--- start Document passage ---

Druze in Jordan refers to adherents of the Druze faith, an ethnoreligious esoteric group originating from the Near East who self identify as unitarians (Muwahhideen). Druze faith is a monotheistic and Abrahamic religion, and Druze do not identify as Muslims.

The Jordanian Druze people are believed to constitute about 0.5% of the total population of Jordan, which is around 32,000. The Druze, who refer to themselves as al-Muwahhideen, or "believers in one God," are concentrated in the rural, mountainous areas west and north of Amman.

History
The Druze faith is a monotheistic Abrahamic religion that does not follow the Five Pillars of Islam, "fasting during the month of Ramadan and making a pilgrimage to Mecca. Thus, they are not regarded by Muslims as Islamic". The Druze beliefs incorporate elements of Ismailism, Gnosticism, Neoplatonism and other philosophies. The Druze call themselves Ahl al-Tawhid "People of Unitarianism or Monotheism" or al-Muwaḥḥidūn."

The Druze follow a life style of isolation where no conversion is allowed, neither out of, or into, the religion. When Druze live among people of other religions, they try to blend in, in order to protect their religion and their own safety. They can pray as Muslims, or as Christians, depending on where they are. This system is apparently changing in modern times, where more security has allowed Druze to be more open about their religious belonging."

--- end Document passage ---
--- start Information given ---

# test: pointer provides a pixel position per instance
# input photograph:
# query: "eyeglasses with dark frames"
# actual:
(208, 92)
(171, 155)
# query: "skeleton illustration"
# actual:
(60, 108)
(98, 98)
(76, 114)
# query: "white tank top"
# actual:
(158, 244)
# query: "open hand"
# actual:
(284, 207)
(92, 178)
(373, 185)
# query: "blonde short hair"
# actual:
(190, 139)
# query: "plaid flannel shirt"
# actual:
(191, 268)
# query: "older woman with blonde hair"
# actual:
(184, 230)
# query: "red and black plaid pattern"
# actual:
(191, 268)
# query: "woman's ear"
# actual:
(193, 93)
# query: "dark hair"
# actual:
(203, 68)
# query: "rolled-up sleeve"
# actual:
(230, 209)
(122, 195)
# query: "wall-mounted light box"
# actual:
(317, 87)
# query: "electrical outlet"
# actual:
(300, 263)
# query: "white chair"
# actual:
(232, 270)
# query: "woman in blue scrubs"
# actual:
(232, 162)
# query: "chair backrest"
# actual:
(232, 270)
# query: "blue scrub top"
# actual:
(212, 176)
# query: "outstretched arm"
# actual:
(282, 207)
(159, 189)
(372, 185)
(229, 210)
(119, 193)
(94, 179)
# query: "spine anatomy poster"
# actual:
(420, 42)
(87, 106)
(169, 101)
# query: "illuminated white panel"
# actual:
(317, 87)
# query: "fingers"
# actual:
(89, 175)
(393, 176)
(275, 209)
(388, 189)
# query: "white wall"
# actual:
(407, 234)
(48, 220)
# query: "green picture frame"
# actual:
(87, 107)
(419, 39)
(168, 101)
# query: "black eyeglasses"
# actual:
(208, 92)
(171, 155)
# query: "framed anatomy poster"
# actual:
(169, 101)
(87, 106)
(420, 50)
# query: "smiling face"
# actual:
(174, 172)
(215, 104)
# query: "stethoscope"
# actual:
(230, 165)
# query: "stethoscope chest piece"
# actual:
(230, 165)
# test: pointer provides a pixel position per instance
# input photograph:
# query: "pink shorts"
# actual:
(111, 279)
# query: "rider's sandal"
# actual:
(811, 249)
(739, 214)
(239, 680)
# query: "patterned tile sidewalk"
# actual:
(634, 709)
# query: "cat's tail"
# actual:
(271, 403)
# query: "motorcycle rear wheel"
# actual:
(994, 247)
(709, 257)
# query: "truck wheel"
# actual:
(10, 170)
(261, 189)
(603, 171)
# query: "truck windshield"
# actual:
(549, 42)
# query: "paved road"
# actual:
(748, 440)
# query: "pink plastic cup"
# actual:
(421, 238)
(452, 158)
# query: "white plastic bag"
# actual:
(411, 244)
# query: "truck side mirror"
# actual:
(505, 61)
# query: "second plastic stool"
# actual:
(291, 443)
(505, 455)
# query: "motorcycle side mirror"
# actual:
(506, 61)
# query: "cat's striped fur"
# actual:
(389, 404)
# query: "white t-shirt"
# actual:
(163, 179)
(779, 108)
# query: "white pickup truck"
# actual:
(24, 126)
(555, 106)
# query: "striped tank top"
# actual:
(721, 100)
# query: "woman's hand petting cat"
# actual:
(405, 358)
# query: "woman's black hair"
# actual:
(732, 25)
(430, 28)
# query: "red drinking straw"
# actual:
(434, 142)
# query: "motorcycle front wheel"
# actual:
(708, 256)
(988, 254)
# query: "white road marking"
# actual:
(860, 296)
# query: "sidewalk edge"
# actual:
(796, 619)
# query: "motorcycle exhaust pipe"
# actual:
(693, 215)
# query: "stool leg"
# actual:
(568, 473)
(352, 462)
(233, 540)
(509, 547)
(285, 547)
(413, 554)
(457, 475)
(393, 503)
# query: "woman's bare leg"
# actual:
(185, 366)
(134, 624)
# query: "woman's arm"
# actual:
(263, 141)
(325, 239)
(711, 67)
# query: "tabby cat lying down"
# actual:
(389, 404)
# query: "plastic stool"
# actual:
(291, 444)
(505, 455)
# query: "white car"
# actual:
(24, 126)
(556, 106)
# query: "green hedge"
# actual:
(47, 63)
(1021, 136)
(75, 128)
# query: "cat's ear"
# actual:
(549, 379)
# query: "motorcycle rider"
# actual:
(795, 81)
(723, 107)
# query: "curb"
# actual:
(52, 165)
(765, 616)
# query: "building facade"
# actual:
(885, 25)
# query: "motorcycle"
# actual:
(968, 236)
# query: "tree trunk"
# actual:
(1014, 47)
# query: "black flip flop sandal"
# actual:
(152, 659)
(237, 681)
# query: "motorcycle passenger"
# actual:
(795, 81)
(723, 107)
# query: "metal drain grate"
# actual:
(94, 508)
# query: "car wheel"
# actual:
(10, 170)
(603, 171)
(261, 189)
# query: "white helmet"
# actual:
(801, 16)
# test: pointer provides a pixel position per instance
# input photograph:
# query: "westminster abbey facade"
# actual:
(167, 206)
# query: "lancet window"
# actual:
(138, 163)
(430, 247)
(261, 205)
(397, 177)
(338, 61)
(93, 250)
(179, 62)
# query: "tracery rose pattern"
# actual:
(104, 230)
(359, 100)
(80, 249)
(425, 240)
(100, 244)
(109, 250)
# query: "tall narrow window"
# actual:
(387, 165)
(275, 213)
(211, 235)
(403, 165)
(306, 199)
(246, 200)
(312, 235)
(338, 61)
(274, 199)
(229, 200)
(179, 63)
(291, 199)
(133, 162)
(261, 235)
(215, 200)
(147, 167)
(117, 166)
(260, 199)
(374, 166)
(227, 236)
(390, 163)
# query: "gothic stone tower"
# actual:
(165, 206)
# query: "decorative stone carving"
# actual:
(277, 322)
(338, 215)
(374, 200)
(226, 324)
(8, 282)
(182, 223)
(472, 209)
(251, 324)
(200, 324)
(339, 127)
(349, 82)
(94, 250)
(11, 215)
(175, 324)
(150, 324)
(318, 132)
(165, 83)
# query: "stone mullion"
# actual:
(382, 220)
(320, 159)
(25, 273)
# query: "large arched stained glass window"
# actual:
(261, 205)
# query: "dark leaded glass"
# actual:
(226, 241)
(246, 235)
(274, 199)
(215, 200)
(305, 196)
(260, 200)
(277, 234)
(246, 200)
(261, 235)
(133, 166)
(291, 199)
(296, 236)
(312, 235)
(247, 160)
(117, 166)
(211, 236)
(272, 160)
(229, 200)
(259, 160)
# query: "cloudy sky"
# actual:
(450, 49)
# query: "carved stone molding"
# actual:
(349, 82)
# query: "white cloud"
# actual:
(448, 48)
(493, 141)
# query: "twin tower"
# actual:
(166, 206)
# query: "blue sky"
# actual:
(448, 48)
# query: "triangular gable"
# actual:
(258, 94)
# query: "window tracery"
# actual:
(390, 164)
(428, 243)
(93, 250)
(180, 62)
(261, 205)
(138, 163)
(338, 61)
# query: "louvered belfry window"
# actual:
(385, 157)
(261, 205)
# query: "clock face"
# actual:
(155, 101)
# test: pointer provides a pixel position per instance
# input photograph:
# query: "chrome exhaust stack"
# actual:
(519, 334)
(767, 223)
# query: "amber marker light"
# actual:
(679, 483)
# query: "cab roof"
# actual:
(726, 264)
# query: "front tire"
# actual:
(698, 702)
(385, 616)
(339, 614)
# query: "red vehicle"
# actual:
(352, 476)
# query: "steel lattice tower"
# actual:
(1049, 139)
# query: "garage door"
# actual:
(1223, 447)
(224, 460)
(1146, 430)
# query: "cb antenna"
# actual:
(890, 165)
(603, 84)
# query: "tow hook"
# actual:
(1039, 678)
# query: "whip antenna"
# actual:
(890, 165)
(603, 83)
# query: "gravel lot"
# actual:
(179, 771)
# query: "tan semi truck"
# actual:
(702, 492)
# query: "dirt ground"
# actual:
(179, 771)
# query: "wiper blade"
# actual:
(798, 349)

--- end Information given ---

Task list >>
• 1. Do these statements agree with the passage on the Druze in Jordan: (a) Jordan's Druze are concentrated west and north of Amman, (b) the Druze religion allows conversion into it but not out of it, and (c) Druze identify as Muslims? For each, answer yes or no and quote the words that settle it.
• 2. From the passage on the Druze in Jordan, set down everything from "Druze in Jordan" down to "identify as Muslims.".
• 3. Resume the passage on the Druze in Jordan after its last sentence and carry it on.

Expected answers >>
• 1.
(a) Yes: "are concentrated in the rural, mountainous areas west and north of Amman"
(b) No: "no conversion is allowed, neither out of, or into, the religion"
(c) No: "Druze do not identify as Muslims"

• 2.
Druze in Jordan refers to adherents of the Druze faith, an ethnoreligious esoteric group originating from the Near East who self identify as unitarians (Muwahhideen). Druze faith is a monotheistic and Abrahamic religion, and Druze do not identify as Muslims.

• 3.
Some of Arabians from the Tanukh inaugurated the Druze community in Jordan when most of them accepted and adopted the new message that was being preached in the 11th century, due to their leaderships close ties with then Fatimid ruler Al-Hakim bi-Amr Allah.

Historically the relationship between the Druze and Muslims has been characterized by intense persecution. The Druze faith is often classified as a branch of Isma'ili. Even though the faith originally developed out of Ismaili Islam, most Druze do not identify as Muslims, and they do not accept the five pillars of Islam. The Druze have frequently experienced persecution by different Muslim regimes such as the Shia Fatimid Caliphate, Sunni Ottoman Empire, and Egypt Eyalet. The persecution of the Druze included massacres, demolishing Druze prayer houses and holy places and forced conversion to Islam. According to the Druze narrative those were no ordinary killings, they were meant to eradicate the whole community.

Demographics

The Druze, who refer to themselves as al-Muwahhideen, or "believers in one God," are concentrated in the rural, mountainous areas north and west of Amman. The Jordanian Druze are estimated to constitute 0.5% of Jordan's population of approximately 6.5 million, which means they amount to 32,000.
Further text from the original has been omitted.